C’est ainsi que le Bien-Aimé appelle sa fiancée à quitter son pays et à venir le rejoindre du Liban, tout en louant sa beauté et sa perfection :

« Tu es toute belle, mon amie, et il n’y a point en toi de défaut. Viens avec moi du Liban, ma fiancée, viens avec moi du Liban. » (Le Cantique des Cantiques, 4, 7-8)

« Tes lèvres distillent le miel, ma fiancée ; il y a sous ta langue du miel et du lait, et l’odeur de tes vêtements est commel’odeur du Liban. » (Le Cantique des Cantiques, 4, 11)

« Tu es un jardin fermé, ma sœur, ma fiancée, une source fermée, une fontaine scellée. Tes jets forment un jardin, où sont des grenadiers, avec les fruits les plus excellents, […] Source des jardins, puits d’eaux vives, ruissellement du Liban. » (Le Cantique des Cantiques, 4, 12-15)

Voici comment la Bien-Aimée décrit son Bien-Aimé :

« Ses mains sont des anneaux d’or (d’autres disent des globes d’or), garnis de chrysolites ; son corps est de l’ivoire poli, couvert de saphirs ; ses jambes sont des colonnes de marbre blanc, posées sur des bases d’or pur. Son aspect est comme le Liban, distingué comme les cèdres (d’autres disent Son aspect est celui du Liban, sans rival comme les cèdres). » (Le Cantique des Cantiques, 5, 14-15)

Que le Bien-Aimé compare à son tour son amante :

« Ton cou est une tour d’ivoire, tes yeux sont comme les étangs de Hesbon, près de la porte de Bat-Rabbim, ton nez est comme la tour du Liban, qui regarde du côté de Damas. Ta tête est élevée comme le Carmel, et les cheveux de ta tête sont comme la pourpre ; un roi est enchaîné par tes boucles… » (Le Cantique des Cantiques, 7, 5-6)

Il est partout présent sous la plume des prophètes, de Daniel à Malachie, de Jérémie à Osée.

****************************************

▸ **TÂCHE DONNÉE A**: Dupliquez mot pour mot le passage de l'extrait sur le Liban dans le Cantique des Cantiques, en commençant par "Voici comment la" et en poursuivant jusqu'à "Cantiques, 5, 14-15)".
▸ **TÂCHE DONNÉE B**: Dans l'extrait sur le Liban dans le Cantique des Cantiques, reformulez sous forme de liste le paragraphe qui débute par « Ses mains sont des anneaux d'or », en gardant l'essentiel de ses comparaisons.

****************************************

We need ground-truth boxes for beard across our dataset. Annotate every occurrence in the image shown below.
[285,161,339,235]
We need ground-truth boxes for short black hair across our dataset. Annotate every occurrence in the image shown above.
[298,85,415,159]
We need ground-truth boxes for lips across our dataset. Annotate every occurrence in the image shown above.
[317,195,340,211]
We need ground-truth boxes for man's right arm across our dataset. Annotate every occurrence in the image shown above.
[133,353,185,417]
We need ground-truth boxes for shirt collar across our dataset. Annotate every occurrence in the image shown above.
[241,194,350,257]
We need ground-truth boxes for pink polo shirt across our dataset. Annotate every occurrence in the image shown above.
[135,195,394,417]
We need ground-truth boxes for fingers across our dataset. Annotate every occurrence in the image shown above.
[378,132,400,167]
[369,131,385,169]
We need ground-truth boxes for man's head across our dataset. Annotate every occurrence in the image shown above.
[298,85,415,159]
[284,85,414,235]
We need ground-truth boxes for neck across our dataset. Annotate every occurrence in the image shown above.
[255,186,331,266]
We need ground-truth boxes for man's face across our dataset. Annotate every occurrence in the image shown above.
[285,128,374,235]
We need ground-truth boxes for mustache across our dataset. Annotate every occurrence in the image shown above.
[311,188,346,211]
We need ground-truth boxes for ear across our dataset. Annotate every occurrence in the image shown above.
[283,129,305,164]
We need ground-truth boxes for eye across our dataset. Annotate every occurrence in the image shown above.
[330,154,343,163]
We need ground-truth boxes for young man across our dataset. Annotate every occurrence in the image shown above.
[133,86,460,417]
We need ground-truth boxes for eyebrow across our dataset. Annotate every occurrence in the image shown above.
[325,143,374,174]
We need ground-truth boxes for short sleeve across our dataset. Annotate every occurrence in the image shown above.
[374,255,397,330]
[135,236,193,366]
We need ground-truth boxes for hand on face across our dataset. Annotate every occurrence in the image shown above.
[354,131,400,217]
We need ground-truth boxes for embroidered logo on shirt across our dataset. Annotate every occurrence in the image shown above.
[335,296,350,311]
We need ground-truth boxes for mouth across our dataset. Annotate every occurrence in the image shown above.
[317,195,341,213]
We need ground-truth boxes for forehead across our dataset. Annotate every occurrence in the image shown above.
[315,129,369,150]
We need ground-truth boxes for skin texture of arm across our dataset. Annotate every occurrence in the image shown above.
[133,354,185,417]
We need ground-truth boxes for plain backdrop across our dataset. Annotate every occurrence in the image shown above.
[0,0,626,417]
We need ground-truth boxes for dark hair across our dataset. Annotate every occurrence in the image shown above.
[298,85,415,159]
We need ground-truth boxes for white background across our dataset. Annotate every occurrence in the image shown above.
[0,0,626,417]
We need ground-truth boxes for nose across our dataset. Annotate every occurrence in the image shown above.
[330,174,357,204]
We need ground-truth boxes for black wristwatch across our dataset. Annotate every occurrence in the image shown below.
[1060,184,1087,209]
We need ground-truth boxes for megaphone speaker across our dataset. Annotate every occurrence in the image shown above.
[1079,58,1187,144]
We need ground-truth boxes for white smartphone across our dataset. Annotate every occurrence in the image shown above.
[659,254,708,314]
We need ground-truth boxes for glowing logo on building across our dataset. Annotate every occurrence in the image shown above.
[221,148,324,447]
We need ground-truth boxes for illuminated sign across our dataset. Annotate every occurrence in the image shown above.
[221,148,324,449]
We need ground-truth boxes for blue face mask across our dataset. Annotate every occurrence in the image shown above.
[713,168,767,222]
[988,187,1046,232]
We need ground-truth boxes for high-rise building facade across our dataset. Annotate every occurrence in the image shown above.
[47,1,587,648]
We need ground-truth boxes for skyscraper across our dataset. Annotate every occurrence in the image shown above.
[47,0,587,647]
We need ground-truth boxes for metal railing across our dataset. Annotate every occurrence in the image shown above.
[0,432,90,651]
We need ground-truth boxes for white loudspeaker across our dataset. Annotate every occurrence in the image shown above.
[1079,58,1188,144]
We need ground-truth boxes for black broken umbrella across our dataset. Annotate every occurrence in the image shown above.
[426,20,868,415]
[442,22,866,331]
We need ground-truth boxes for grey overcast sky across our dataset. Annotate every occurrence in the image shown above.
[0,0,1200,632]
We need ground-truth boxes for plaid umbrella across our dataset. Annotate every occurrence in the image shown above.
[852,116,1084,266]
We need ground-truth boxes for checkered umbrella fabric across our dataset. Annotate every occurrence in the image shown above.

****************************************

▸ **RÉPONSE COMPLÈTE A**:
Voici comment la Bien-Aimée décrit son Bien-Aimé :

« Ses mains sont des anneaux d’or (d’autres disent des globes d’or), garnis de chrysolites ; son corps est de l’ivoire poli, couvert de saphirs ; ses jambes sont des colonnes de marbre blanc, posées sur des bases d’or pur. Son aspect est comme le Liban, distingué comme les cèdres (d’autres disent Son aspect est celui du Liban, sans rival comme les cèdres). » (Le Cantique des Cantiques, 5, 14-15)

▸ **RÉPONSE COMPLÈTE B**:
- Mains : anneaux d'or (ou globes d'or), garnis de chrysolites
- Corps : ivoire poli, couvert de saphirs
- Jambes : colonnes de marbre blanc posées sur des bases d'or pur
- Aspect : comme le Liban, distingué (ou sans rival) comme les cèdres
- Référence : Le Cantique des Cantiques, 5, 14-15